* start Extract to read *
Note 18 — Agreements and Transactions with Related Parties

 

Management Agreement. Prior to May 31, 2017, we had a management agreement with ACM, pursuant to which ACM provided us with a variety of professional and advisory services vital to our operations, including underwriting, accounting and treasury, compliance, marketing, information technology and human resources. Pursuant to the terms of the management agreement, we reimbursed ACM for its actual costs incurred in connection with managing our business through a base management fee, and, under certain circumstances, an annual incentive fee. In May 2017, we exercised our option to fully internalize our management team and terminate the existing management agreement. In the first quarter of 2017, we incurred a base management fee of $4.0 million.

 

We have entered into a shared services agreement with ACM where we provide limited support services to ACM and they reimburse us for the costs of performing such services. During the three months ended March 31, 2018, we have incurred $0.3 million of costs for services provided to ACM which are included in due from related party on the consolidated balance sheet.
* end Extract to read *
Things to do
a - Summarize the related-party note in two sentences.
b - In the related-party note, how much was the base management fee incurred in the first quarter of 2017?
The items below have no connection to the related-party note.
* start Supplied records *
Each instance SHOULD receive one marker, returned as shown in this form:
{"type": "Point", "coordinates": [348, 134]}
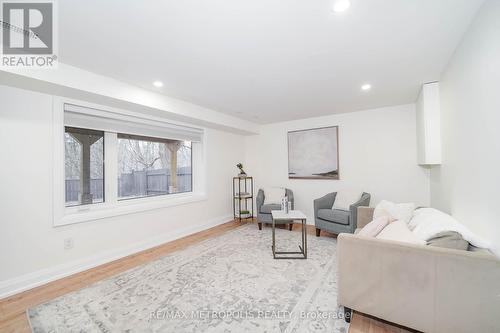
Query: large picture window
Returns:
{"type": "Point", "coordinates": [109, 162]}
{"type": "Point", "coordinates": [84, 166]}
{"type": "Point", "coordinates": [152, 166]}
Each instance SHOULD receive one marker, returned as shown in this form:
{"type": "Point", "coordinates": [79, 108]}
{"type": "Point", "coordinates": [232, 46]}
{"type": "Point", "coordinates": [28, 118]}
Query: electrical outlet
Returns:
{"type": "Point", "coordinates": [68, 243]}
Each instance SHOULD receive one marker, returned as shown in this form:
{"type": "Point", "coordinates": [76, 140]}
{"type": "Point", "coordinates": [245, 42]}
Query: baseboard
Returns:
{"type": "Point", "coordinates": [31, 280]}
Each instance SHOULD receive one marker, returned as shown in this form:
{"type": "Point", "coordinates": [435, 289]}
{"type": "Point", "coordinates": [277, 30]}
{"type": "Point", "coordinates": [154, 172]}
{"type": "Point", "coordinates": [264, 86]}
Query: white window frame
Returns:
{"type": "Point", "coordinates": [111, 206]}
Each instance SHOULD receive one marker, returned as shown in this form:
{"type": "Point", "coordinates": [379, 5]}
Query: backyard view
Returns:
{"type": "Point", "coordinates": [146, 166]}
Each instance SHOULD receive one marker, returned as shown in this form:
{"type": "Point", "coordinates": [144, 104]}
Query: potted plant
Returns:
{"type": "Point", "coordinates": [242, 172]}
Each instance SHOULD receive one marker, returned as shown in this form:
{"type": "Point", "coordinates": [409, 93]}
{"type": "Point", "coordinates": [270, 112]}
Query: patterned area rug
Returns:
{"type": "Point", "coordinates": [229, 283]}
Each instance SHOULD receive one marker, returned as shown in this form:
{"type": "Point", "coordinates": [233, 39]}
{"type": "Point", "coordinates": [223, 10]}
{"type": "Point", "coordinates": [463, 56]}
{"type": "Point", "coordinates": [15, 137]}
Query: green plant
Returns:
{"type": "Point", "coordinates": [240, 166]}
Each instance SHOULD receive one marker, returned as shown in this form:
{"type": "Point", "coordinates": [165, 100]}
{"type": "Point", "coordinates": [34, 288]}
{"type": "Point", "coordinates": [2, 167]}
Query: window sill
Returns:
{"type": "Point", "coordinates": [100, 211]}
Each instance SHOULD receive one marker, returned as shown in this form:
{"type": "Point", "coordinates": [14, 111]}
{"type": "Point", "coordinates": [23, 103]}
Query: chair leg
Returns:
{"type": "Point", "coordinates": [347, 314]}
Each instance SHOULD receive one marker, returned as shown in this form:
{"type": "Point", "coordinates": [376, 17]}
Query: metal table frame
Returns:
{"type": "Point", "coordinates": [303, 248]}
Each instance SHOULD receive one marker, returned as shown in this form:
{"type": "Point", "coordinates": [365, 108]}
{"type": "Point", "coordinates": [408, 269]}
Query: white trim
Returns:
{"type": "Point", "coordinates": [44, 276]}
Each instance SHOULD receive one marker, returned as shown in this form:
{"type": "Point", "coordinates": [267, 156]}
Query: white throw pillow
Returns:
{"type": "Point", "coordinates": [399, 231]}
{"type": "Point", "coordinates": [402, 212]}
{"type": "Point", "coordinates": [373, 228]}
{"type": "Point", "coordinates": [273, 195]}
{"type": "Point", "coordinates": [428, 222]}
{"type": "Point", "coordinates": [344, 199]}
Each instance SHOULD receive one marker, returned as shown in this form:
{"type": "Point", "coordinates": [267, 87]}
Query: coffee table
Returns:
{"type": "Point", "coordinates": [280, 216]}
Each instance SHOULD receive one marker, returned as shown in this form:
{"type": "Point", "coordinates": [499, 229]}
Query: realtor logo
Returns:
{"type": "Point", "coordinates": [28, 34]}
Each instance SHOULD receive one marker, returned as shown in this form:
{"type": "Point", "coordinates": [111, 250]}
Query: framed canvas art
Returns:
{"type": "Point", "coordinates": [314, 153]}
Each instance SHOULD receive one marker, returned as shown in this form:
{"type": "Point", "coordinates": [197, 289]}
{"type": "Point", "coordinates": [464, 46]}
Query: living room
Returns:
{"type": "Point", "coordinates": [250, 166]}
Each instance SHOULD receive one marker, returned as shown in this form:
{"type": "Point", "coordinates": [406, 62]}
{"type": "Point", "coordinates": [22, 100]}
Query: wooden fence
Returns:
{"type": "Point", "coordinates": [135, 184]}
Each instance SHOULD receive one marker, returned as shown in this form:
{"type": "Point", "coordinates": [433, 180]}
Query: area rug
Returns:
{"type": "Point", "coordinates": [229, 283]}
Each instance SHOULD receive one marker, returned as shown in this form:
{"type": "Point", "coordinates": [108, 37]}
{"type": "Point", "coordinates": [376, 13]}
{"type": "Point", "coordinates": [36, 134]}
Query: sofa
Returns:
{"type": "Point", "coordinates": [427, 288]}
{"type": "Point", "coordinates": [336, 220]}
{"type": "Point", "coordinates": [264, 210]}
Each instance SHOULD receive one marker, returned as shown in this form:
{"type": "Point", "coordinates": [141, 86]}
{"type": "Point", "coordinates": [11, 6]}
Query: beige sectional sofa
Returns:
{"type": "Point", "coordinates": [426, 288]}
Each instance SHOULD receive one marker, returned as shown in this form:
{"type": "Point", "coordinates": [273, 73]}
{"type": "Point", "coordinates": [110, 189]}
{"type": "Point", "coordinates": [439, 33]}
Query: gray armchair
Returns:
{"type": "Point", "coordinates": [336, 220]}
{"type": "Point", "coordinates": [264, 211]}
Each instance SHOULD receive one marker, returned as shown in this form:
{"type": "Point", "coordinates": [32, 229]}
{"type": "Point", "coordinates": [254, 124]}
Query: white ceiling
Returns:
{"type": "Point", "coordinates": [267, 60]}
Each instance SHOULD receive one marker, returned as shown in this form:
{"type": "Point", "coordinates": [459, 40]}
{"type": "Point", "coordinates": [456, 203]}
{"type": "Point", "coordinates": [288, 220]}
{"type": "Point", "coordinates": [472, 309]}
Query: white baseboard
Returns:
{"type": "Point", "coordinates": [34, 279]}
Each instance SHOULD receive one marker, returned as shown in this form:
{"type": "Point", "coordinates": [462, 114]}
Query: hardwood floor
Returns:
{"type": "Point", "coordinates": [13, 309]}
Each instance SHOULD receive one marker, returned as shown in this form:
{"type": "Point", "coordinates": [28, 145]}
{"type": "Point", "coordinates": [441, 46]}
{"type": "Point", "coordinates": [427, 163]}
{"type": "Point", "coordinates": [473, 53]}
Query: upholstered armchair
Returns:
{"type": "Point", "coordinates": [337, 220]}
{"type": "Point", "coordinates": [264, 210]}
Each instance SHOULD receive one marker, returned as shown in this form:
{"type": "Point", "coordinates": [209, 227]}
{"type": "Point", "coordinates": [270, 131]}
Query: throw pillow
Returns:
{"type": "Point", "coordinates": [399, 231]}
{"type": "Point", "coordinates": [373, 228]}
{"type": "Point", "coordinates": [449, 240]}
{"type": "Point", "coordinates": [344, 199]}
{"type": "Point", "coordinates": [273, 195]}
{"type": "Point", "coordinates": [402, 212]}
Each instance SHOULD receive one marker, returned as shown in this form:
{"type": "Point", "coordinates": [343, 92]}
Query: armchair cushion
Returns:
{"type": "Point", "coordinates": [334, 215]}
{"type": "Point", "coordinates": [344, 199]}
{"type": "Point", "coordinates": [267, 208]}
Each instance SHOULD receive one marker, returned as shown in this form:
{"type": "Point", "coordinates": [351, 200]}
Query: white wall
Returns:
{"type": "Point", "coordinates": [378, 154]}
{"type": "Point", "coordinates": [31, 249]}
{"type": "Point", "coordinates": [468, 181]}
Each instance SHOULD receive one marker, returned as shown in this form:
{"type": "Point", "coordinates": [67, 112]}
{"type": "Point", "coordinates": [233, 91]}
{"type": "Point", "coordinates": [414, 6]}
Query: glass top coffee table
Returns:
{"type": "Point", "coordinates": [279, 216]}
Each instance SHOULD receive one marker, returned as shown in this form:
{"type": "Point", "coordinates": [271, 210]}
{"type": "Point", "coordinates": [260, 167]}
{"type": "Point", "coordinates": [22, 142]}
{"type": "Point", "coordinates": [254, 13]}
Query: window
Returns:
{"type": "Point", "coordinates": [152, 166]}
{"type": "Point", "coordinates": [112, 162]}
{"type": "Point", "coordinates": [84, 166]}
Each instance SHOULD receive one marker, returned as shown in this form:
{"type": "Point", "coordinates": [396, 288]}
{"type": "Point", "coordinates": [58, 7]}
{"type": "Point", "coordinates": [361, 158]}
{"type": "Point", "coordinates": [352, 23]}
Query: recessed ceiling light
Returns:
{"type": "Point", "coordinates": [366, 87]}
{"type": "Point", "coordinates": [340, 6]}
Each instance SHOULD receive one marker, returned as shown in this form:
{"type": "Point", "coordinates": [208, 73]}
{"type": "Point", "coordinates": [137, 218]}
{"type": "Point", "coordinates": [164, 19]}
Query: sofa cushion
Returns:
{"type": "Point", "coordinates": [373, 228]}
{"type": "Point", "coordinates": [266, 209]}
{"type": "Point", "coordinates": [401, 212]}
{"type": "Point", "coordinates": [399, 231]}
{"type": "Point", "coordinates": [334, 215]}
{"type": "Point", "coordinates": [449, 240]}
{"type": "Point", "coordinates": [344, 199]}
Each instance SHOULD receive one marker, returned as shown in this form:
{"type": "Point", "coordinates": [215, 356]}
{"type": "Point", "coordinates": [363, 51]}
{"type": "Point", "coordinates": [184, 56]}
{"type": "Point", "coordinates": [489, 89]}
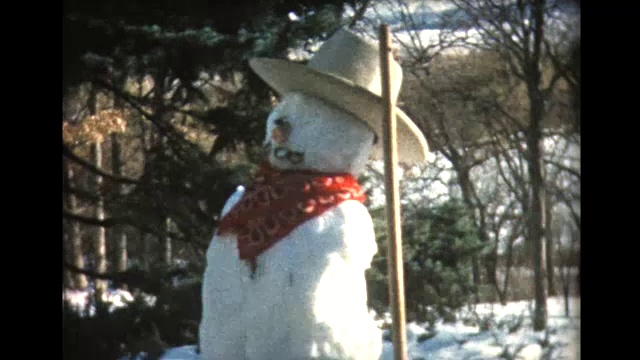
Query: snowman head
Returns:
{"type": "Point", "coordinates": [332, 107]}
{"type": "Point", "coordinates": [304, 132]}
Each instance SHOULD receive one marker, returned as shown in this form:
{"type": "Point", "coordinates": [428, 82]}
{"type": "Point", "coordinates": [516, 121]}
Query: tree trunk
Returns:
{"type": "Point", "coordinates": [537, 212]}
{"type": "Point", "coordinates": [121, 235]}
{"type": "Point", "coordinates": [551, 286]}
{"type": "Point", "coordinates": [100, 246]}
{"type": "Point", "coordinates": [67, 276]}
{"type": "Point", "coordinates": [73, 229]}
{"type": "Point", "coordinates": [167, 253]}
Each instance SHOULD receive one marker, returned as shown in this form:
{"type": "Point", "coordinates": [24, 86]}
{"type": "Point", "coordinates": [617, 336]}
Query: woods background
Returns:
{"type": "Point", "coordinates": [162, 119]}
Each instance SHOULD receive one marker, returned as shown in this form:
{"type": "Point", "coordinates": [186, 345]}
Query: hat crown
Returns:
{"type": "Point", "coordinates": [355, 59]}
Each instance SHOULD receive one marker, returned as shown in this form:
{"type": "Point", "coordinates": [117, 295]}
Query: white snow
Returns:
{"type": "Point", "coordinates": [459, 341]}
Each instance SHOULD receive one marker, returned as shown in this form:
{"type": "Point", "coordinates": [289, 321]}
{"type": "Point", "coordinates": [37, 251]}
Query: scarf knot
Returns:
{"type": "Point", "coordinates": [280, 200]}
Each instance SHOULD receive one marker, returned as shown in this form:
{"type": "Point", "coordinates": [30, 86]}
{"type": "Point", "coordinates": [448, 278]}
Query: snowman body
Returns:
{"type": "Point", "coordinates": [307, 298]}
* end Supplied records *
Worked solutions
a - Until May 2017, ACM provided professional and advisory services under a management agreement and was reimbursed through a base management fee and, in certain circumstances, an annual incentive fee. The management team was then fully internalized and that agreement terminated, and under a separate shared services agreement ACM reimburses the costs of limited support services provided to it, which came to $0.3 million in the three months ended March 31, 2018.

b - $4.0 million